TASK GOAL
Give back every record below, character for character.

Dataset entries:
╔══

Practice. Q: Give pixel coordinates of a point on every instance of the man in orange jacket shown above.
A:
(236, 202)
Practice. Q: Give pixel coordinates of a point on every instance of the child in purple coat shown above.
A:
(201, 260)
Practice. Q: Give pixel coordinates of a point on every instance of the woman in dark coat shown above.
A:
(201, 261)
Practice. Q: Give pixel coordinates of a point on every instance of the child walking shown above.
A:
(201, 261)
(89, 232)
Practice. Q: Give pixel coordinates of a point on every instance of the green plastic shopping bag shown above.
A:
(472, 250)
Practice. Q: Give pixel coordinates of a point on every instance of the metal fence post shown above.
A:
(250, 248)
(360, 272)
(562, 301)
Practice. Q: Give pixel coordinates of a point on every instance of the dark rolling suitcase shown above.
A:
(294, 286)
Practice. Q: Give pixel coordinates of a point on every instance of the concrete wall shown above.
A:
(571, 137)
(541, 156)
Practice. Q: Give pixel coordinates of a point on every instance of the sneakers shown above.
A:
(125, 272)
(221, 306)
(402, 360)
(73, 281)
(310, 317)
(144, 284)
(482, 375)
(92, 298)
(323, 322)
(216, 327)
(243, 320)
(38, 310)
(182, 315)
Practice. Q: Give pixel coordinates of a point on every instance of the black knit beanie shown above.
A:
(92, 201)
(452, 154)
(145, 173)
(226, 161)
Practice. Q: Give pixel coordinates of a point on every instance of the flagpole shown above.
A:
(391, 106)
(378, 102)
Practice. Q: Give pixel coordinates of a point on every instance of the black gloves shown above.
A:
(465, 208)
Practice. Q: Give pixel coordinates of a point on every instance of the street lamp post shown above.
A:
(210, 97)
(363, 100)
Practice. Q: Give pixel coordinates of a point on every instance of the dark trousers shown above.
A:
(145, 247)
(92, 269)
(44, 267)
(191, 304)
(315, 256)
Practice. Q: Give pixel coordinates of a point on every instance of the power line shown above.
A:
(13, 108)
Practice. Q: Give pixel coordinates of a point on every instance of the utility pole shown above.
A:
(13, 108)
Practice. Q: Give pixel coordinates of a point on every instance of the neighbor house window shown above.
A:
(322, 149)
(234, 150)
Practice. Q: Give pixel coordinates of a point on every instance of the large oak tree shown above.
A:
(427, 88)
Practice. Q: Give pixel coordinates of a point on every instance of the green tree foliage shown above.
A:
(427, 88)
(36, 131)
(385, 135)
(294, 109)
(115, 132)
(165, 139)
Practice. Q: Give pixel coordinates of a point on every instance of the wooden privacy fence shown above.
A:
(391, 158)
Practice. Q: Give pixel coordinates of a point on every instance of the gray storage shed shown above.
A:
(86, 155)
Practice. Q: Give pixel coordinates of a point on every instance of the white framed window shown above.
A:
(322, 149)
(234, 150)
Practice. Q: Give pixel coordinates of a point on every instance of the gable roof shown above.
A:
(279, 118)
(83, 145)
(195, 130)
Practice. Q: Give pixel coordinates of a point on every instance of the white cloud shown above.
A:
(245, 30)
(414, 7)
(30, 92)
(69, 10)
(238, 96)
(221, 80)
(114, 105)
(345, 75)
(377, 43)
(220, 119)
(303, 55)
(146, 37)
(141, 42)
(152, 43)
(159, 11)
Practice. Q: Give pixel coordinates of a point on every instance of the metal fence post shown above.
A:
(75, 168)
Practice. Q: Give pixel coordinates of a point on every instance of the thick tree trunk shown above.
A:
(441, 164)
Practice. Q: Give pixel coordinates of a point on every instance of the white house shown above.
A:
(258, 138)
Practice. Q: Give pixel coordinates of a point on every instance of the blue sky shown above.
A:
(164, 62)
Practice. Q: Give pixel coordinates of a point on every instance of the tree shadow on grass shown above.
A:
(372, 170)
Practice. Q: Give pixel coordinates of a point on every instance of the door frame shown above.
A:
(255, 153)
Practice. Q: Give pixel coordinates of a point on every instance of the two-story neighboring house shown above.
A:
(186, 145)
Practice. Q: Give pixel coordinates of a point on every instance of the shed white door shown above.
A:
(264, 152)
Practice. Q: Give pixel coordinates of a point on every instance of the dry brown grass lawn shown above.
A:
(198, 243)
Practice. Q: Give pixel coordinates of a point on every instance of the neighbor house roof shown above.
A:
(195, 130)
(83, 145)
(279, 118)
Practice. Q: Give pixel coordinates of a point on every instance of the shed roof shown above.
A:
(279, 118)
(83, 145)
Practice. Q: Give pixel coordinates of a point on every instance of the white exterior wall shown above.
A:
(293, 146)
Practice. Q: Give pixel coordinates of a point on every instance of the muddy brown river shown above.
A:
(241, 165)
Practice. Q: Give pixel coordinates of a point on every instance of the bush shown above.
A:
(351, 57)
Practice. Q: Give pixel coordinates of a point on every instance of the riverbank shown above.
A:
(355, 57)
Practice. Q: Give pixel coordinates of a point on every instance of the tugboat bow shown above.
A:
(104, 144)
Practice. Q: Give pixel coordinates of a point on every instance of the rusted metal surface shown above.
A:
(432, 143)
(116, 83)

╚══

EXERCISE OUTPUT
Practice. Q: Give pixel coordinates of a point on every instance of the man in orange jacket shown above.
A:
(236, 202)
Practice. Q: Give pixel coordinates of a point on every instance of the child in purple coat shown above.
A:
(201, 260)
Practice. Q: Give pixel coordinates of a point on every instance of the woman in dark coat shown above.
A:
(201, 261)
Practice. Q: Give pixel coordinates of a point on every instance of the child walking shown above.
A:
(201, 261)
(89, 232)
Practice. Q: Give pixel coordinates of a point on every instance of the green plastic shopping bag shown above.
A:
(472, 250)
Practice. Q: Give pixel coordinates of a point on every instance of the metal fence post shown above.
A:
(250, 248)
(360, 272)
(562, 301)
Practice. Q: Give pixel coordinates of a point on every instance of the dark rolling suitcase shown above.
A:
(294, 286)
Practice. Q: Give pixel coordinates of a point on every instance of the concrete wall shown above.
A:
(571, 137)
(541, 156)
Practice. Q: Give pixel coordinates of a point on every instance of the sneakers shown above.
A:
(125, 272)
(221, 306)
(402, 360)
(73, 281)
(310, 317)
(144, 284)
(482, 375)
(92, 298)
(323, 322)
(216, 327)
(243, 320)
(38, 310)
(182, 315)
Practice. Q: Give pixel coordinates of a point on every instance of the black knit beanie shown above.
A:
(92, 201)
(452, 154)
(145, 173)
(226, 161)
Practice. Q: Give pixel coordinates of a point on every instance of the flagpole shown above.
A:
(391, 106)
(378, 102)
Practice. Q: Give pixel coordinates of a point on every instance of the black gloves shown above.
A:
(465, 208)
Practice. Q: Give pixel coordinates of a point on every instance of the street lamp post shown above.
A:
(210, 97)
(363, 100)
Practice. Q: Give pixel coordinates of a point on every instance of the dark trousers shown above.
A:
(145, 247)
(92, 269)
(44, 267)
(191, 304)
(315, 256)
Practice. Q: Give pixel coordinates of a point on every instance of the power line shown above.
A:
(13, 108)
Practice. Q: Give pixel coordinates of a point on every instance of the utility pole shown above.
A:
(13, 108)
Practice. Q: Give pixel coordinates of a point on every instance of the neighbor house window shown above.
A:
(322, 149)
(234, 150)
Practice. Q: Give pixel coordinates of a point on every instance of the large oak tree shown above.
A:
(427, 88)
Practice. Q: Give pixel coordinates of a point on every instance of the green tree foliage shown above.
A:
(427, 88)
(36, 131)
(385, 135)
(294, 109)
(115, 132)
(165, 139)
Practice. Q: Give pixel coordinates of a point on every instance of the wooden privacy fence shown above.
A:
(391, 158)
Practice. Q: Give pixel coordinates of a point on every instance of the gray storage shed shown above.
A:
(86, 155)
Practice. Q: Give pixel coordinates of a point on every instance of the white framed window shown above.
A:
(322, 149)
(234, 150)
Practice. Q: Give pixel coordinates of a point on every instance of the gable roof shown above.
A:
(279, 118)
(83, 145)
(195, 130)
Practice. Q: Give pixel coordinates of a point on every instance of the white cloud shown above.
A:
(245, 30)
(414, 7)
(30, 92)
(69, 10)
(238, 96)
(221, 80)
(114, 105)
(345, 75)
(377, 43)
(220, 119)
(303, 55)
(146, 37)
(141, 42)
(152, 43)
(159, 11)
Practice. Q: Give pixel coordinates of a point on every instance of the metal fence post shown above.
A:
(75, 168)
Practice. Q: Give pixel coordinates of a point on every instance of the thick tree trunk shown above.
A:
(441, 164)
Practice. Q: Give pixel coordinates of a point on every instance of the white house shown above.
A:
(258, 138)
Practice. Q: Give pixel coordinates of a point on every instance of the blue sky shown above.
A:
(164, 62)
Practice. Q: Give pixel coordinates of a point on every instance of the tree shadow on grass shown above.
A:
(372, 170)
Practice. Q: Give pixel coordinates of a point on every instance of the door frame shown above.
A:
(255, 153)
Practice. Q: Give pixel coordinates of a point on every instance of the two-story neighboring house shown above.
A:
(186, 145)
Practice. Q: Give pixel coordinates of a point on every instance of the shed white door shown above.
A:
(264, 152)
Practice. Q: Give pixel coordinates of a point on every instance of the dry brown grass lawn shown above.
A:
(198, 243)
Practice. Q: Give pixel coordinates of a point on every instance of the neighbor house roof shown above.
A:
(195, 130)
(83, 145)
(279, 118)
Practice. Q: Give pixel coordinates of a point on every instance of the shed roof shown above.
A:
(279, 118)
(83, 145)
Practice. Q: Give pixel coordinates of a point on every instance of the white exterior wall shown above.
A:
(293, 146)
Practice. Q: Give pixel coordinates of a point on every instance of the muddy brown river shown above.
A:
(241, 165)
Practice. Q: Give pixel coordinates of a point on every instance of the bush shown above.
A:
(351, 57)
Practice. Q: Give pixel coordinates of a point on every instance of the riverbank shown above.
A:
(355, 57)
Practice. Q: Give pixel coordinates of a point on every instance of the tugboat bow shown above.
A:
(104, 144)
Practice. Q: Give pixel coordinates of a point on every instance of the rusted metal surface shown above.
A:
(432, 143)
(116, 83)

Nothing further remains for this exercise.